Your goal: Your answer should be the records, copied exactly, with the pictures removed.

[Referring expression pointing data]

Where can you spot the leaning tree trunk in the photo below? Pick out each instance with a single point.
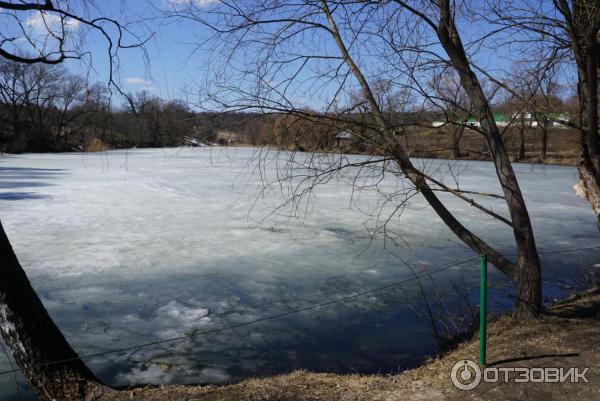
(35, 341)
(527, 274)
(457, 133)
(588, 187)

Reply to the task:
Where can you spot the leaning tree trunk in the photo below? Pick out each instance with a single point.
(35, 341)
(527, 274)
(457, 133)
(588, 187)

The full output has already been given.